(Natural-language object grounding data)
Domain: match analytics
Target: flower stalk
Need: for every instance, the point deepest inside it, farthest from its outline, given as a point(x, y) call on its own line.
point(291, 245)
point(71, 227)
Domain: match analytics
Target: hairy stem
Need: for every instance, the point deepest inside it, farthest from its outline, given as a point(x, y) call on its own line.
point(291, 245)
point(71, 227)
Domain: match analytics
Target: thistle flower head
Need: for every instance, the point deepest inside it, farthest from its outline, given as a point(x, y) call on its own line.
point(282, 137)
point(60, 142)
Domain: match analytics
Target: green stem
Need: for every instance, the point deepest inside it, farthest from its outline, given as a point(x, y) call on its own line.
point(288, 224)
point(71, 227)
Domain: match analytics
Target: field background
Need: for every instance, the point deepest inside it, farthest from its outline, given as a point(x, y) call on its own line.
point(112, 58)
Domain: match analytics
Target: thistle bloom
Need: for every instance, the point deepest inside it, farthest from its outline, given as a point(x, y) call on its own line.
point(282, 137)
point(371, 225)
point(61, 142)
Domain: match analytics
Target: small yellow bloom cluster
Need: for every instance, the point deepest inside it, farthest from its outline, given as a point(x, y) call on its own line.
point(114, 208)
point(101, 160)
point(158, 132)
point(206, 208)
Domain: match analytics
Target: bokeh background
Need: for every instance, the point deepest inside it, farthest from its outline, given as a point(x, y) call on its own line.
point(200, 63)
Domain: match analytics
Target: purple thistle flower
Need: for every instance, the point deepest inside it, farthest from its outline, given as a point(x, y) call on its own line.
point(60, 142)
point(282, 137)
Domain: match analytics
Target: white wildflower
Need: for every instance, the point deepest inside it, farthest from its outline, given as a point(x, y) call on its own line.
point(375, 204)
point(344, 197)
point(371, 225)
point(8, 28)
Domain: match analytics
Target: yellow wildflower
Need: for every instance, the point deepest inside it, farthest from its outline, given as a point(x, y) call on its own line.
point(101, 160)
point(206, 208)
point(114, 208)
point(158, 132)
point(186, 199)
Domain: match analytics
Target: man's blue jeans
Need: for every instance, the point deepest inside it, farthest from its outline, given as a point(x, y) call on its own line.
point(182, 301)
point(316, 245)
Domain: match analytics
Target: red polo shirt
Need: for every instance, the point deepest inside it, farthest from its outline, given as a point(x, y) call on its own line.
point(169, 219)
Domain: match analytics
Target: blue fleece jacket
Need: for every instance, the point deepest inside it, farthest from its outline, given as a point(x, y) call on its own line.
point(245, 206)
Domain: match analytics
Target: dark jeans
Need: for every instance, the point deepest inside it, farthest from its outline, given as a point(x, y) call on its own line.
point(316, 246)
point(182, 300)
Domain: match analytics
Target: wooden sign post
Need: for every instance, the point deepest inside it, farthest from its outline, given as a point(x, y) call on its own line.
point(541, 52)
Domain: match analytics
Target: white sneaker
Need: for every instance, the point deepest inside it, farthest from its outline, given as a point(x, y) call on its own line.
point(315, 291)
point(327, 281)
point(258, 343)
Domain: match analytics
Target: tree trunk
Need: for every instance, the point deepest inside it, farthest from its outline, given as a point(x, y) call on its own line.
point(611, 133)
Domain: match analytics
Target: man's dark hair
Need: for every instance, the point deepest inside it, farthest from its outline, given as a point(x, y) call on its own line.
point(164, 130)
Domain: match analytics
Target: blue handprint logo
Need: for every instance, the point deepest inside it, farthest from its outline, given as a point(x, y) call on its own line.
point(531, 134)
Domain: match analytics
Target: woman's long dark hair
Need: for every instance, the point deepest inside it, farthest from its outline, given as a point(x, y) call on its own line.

# [Task to carry out]
Quote the records from their first line to the line with "Target: bokeh background", inclusive, without adding or dropping anything.

# [Task output]
Domain: match analytics
Target: flower stalk
Need: for every instance, the point deepest inside it, farthest from its outline, given as a point(x, y) call on its own line.
point(291, 245)
point(71, 227)
Domain: match analytics
Target: hairy stem
Need: for every instance, the point deepest inside it, farthest from its outline, given as a point(x, y) call on its own line.
point(291, 245)
point(71, 227)
Domain: match analytics
Target: thistle flower head
Need: for every instance, the point deepest inside it, farthest from its outline, given as a point(x, y) call on its own line.
point(282, 137)
point(60, 142)
Domain: match analytics
Target: green stem
Need: for every instance, the point deepest inside it, farthest from its outline, given as a point(x, y) call on its own line.
point(288, 224)
point(71, 227)
Domain: match analytics
Target: field background
Need: for every instance, the point deepest inside it, farthest from its outline, given as a point(x, y) call on its own line.
point(112, 58)
Domain: match analytics
Target: thistle bloom
Need: for every instance, the point deepest inside it, farthest from its outline, given as a point(x, y) call on its own line.
point(282, 137)
point(371, 225)
point(61, 142)
Domain: match analytics
Target: small yellow bloom cluster
Need: for every instance, the point deepest inside it, farthest from its outline, given as a point(x, y) call on its own line.
point(114, 208)
point(101, 160)
point(158, 132)
point(206, 208)
Domain: match analytics
Target: bokeh background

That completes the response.